[Start RECORDS PROVIDED]

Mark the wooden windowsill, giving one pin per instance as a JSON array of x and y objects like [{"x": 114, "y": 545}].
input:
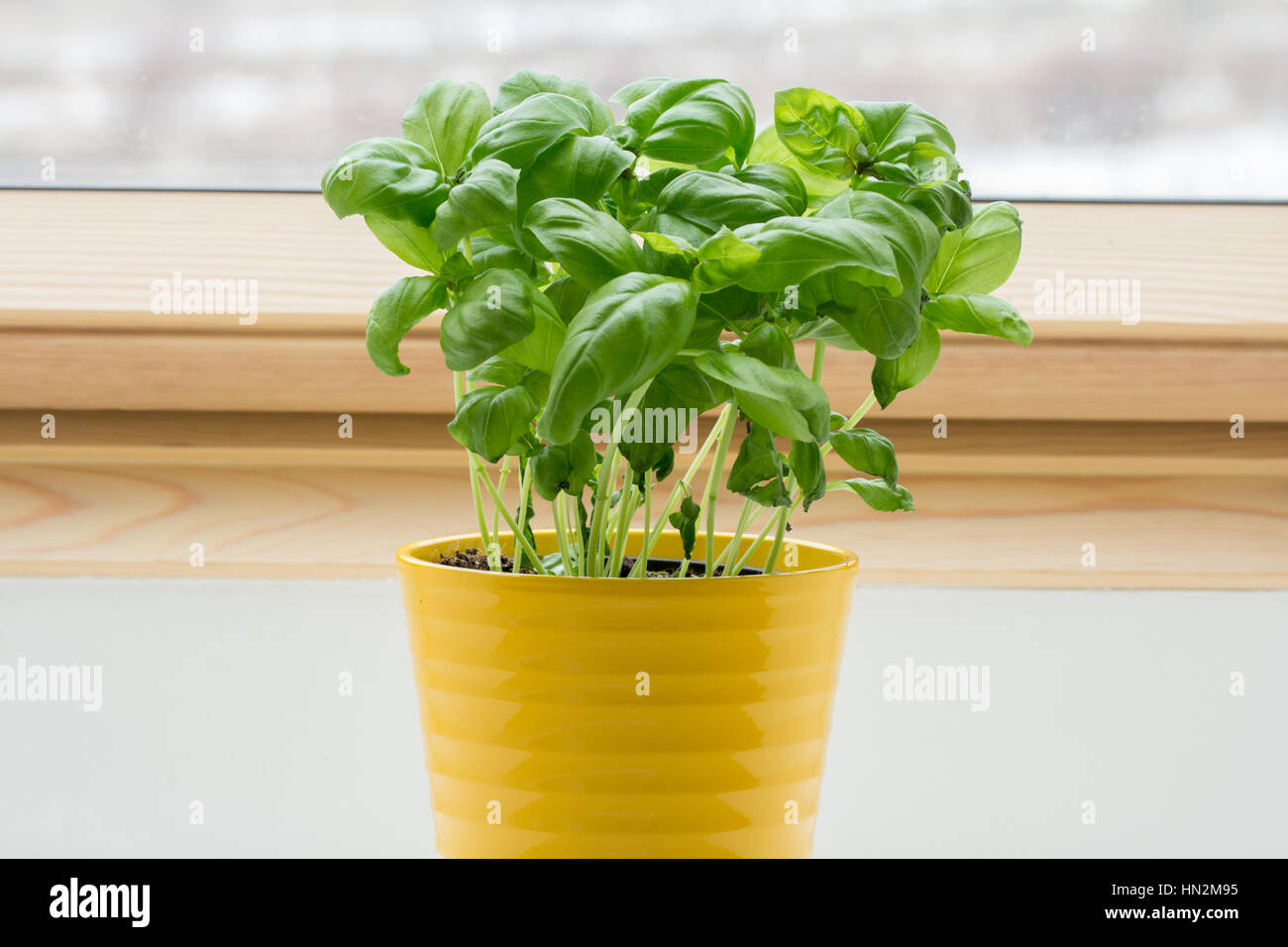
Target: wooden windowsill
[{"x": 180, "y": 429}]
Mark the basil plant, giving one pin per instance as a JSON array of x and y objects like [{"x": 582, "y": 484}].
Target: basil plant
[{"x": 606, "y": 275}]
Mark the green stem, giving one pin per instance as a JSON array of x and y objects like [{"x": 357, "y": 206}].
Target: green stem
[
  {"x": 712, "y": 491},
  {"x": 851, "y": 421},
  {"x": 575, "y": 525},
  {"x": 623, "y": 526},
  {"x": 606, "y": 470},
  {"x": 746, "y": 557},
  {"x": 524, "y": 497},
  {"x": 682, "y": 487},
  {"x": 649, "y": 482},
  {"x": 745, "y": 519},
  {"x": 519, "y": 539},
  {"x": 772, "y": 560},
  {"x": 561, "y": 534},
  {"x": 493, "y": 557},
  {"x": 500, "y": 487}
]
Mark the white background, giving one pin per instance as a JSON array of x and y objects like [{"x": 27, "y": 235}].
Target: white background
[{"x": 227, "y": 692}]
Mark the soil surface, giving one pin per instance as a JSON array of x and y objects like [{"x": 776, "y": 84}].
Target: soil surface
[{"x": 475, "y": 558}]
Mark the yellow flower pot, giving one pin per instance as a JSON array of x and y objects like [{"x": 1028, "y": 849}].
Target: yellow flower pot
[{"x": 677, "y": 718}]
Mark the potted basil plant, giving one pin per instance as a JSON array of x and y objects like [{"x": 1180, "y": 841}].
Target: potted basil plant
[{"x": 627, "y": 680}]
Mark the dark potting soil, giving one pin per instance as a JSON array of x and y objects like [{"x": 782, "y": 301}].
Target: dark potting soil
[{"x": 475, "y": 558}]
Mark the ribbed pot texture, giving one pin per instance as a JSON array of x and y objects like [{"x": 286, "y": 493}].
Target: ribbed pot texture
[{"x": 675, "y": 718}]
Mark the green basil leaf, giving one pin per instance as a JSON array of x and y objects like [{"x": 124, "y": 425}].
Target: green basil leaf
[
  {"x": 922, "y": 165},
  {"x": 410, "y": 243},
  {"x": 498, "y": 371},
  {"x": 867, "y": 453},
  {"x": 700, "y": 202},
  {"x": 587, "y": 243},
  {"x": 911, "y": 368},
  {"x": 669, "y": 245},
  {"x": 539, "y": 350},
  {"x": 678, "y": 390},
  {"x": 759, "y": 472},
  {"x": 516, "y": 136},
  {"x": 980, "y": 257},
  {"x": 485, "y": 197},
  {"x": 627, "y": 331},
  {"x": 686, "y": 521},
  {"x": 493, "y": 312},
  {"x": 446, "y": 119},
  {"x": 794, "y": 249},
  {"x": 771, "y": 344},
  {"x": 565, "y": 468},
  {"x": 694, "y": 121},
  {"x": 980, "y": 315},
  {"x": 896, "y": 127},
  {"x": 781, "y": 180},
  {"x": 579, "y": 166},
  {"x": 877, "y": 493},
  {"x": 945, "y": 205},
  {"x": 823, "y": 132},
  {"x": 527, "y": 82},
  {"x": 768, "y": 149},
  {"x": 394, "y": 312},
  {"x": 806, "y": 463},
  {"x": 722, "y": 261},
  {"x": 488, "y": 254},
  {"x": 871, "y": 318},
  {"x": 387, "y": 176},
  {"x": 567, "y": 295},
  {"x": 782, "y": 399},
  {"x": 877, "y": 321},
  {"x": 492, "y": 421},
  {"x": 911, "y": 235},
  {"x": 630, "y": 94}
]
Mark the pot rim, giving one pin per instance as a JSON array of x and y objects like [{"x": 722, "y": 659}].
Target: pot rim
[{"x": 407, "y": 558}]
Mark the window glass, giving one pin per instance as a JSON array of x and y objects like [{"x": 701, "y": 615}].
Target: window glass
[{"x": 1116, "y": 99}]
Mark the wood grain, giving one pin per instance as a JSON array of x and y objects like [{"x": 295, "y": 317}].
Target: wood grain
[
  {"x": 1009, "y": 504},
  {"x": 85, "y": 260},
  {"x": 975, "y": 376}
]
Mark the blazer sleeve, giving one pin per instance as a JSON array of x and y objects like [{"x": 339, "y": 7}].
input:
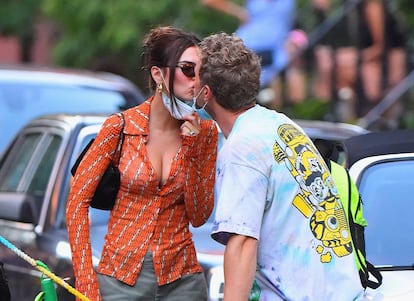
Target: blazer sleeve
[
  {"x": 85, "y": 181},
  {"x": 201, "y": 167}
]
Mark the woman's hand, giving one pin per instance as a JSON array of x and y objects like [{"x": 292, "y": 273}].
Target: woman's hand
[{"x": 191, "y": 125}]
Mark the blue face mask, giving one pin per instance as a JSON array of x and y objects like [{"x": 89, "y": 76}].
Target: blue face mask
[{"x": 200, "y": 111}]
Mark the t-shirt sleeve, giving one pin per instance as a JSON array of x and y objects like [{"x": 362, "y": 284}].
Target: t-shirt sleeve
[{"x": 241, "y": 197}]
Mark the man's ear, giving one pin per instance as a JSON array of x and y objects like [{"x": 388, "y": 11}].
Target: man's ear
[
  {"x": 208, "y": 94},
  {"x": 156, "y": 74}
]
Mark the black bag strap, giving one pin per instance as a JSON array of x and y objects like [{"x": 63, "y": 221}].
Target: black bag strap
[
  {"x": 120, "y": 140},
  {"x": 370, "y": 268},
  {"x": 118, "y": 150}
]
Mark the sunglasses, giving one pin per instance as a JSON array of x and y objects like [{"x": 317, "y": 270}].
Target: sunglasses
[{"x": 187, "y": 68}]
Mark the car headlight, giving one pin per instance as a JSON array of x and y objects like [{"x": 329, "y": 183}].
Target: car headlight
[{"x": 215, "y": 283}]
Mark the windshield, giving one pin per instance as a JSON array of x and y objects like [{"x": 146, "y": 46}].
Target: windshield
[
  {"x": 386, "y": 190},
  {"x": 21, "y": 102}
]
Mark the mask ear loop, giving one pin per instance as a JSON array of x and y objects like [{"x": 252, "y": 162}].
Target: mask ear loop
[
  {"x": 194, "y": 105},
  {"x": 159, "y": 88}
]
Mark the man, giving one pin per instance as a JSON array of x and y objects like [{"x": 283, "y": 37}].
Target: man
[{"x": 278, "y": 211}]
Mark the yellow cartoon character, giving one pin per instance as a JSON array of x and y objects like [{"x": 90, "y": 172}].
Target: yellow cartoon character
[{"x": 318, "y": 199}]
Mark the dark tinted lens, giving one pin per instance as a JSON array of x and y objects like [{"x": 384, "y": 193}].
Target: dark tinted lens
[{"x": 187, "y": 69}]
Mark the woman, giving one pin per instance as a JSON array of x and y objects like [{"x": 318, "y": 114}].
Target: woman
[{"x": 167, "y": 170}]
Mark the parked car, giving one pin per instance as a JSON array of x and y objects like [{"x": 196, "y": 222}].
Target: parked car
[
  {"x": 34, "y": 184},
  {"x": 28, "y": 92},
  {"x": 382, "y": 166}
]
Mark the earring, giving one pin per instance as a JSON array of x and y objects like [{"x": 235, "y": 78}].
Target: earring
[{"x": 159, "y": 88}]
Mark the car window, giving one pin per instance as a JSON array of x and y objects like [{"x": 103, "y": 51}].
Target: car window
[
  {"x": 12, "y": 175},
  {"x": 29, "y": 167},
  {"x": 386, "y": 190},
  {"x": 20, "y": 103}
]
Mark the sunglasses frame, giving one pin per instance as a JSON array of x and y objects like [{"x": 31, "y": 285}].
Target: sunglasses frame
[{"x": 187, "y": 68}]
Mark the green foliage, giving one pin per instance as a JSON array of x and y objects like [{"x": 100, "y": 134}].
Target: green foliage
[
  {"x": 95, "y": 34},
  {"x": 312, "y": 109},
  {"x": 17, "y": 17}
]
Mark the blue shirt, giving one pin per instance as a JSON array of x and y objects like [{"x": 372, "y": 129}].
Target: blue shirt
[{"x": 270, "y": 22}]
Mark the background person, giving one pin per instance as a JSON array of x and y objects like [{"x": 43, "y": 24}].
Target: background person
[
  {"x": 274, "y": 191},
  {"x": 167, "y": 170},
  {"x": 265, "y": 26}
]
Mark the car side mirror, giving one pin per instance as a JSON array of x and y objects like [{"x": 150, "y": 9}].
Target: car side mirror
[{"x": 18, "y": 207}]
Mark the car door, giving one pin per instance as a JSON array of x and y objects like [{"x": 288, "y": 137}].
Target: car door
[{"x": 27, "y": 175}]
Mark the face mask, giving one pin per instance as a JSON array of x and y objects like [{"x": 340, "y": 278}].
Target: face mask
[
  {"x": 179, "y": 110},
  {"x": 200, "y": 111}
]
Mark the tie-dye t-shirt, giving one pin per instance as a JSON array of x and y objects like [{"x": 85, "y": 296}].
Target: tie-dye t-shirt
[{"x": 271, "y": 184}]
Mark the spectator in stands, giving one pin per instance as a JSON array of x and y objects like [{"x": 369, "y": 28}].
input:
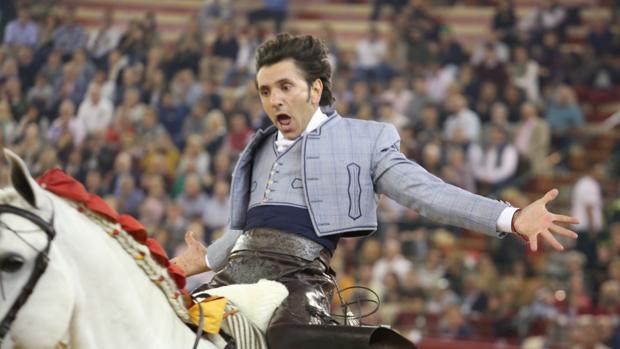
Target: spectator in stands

[End RECORDS PROVIDED]

WHAT YOU SHOULD DO — Leave out every picture and copy verbatim the lines running from the line containing "Mark the woman, giving" through the final line of the data.

EXPECTED OUTPUT —
Mark the woman, giving one pin per instance as a JSON array of x and y objects like [{"x": 318, "y": 114}].
Target: woman
[{"x": 167, "y": 170}]
Mark the parked car, giving one pin per instance as a JSON array of x and y objects like [{"x": 196, "y": 222}].
Target: parked car
[
  {"x": 34, "y": 184},
  {"x": 28, "y": 92},
  {"x": 382, "y": 166}
]
Mark the earring, giving one pin per instance as a JSON array of x and y objects like [{"x": 235, "y": 78}].
Target: earring
[{"x": 159, "y": 88}]
Mark the car window, giving one pin per instance as a JSON array of x and y objects like [{"x": 103, "y": 51}].
Target: car window
[
  {"x": 12, "y": 175},
  {"x": 29, "y": 167},
  {"x": 386, "y": 190},
  {"x": 20, "y": 103}
]
Mark the sunglasses frame, giving one pin per instance as a JSON array of x and y objects like [{"x": 31, "y": 285}].
Target: sunglasses frame
[{"x": 187, "y": 68}]
Mark the green foliage, giving one pin per instance as a JSON array of x and y objects like [{"x": 100, "y": 134}].
Target: green foliage
[
  {"x": 95, "y": 34},
  {"x": 312, "y": 109},
  {"x": 17, "y": 17}
]
Mark the blue shirt, giving one pin per instance as a JSON array of x and y objects like [{"x": 372, "y": 129}].
Target: blue shirt
[{"x": 270, "y": 22}]
Mark the background person, giving one pin per instance as a JSON array of x and y objects like [{"x": 43, "y": 24}].
Target: background person
[
  {"x": 274, "y": 191},
  {"x": 167, "y": 170},
  {"x": 265, "y": 26}
]
Mark the car side mirror, giving one pin per instance as a JSON array of x and y objects like [{"x": 150, "y": 9}].
Target: car side mirror
[{"x": 18, "y": 207}]
Mark the car door, giving one pin per instance as a JSON array of x and y objects like [{"x": 288, "y": 137}].
Target: car door
[{"x": 27, "y": 175}]
Mark the face mask, giving one pin per instance as a JSON array of x and y objects like [{"x": 340, "y": 278}].
Target: face mask
[
  {"x": 179, "y": 110},
  {"x": 200, "y": 111}
]
Mark the tie-dye t-shirt, giving one pin per instance as a JSON array of x and y objects like [{"x": 85, "y": 296}].
Target: tie-dye t-shirt
[{"x": 271, "y": 184}]
Mark the spectator in stands, giving one pin per instance as a JSON array of x and y objects like [{"x": 369, "y": 28}].
input:
Target: spectator in stands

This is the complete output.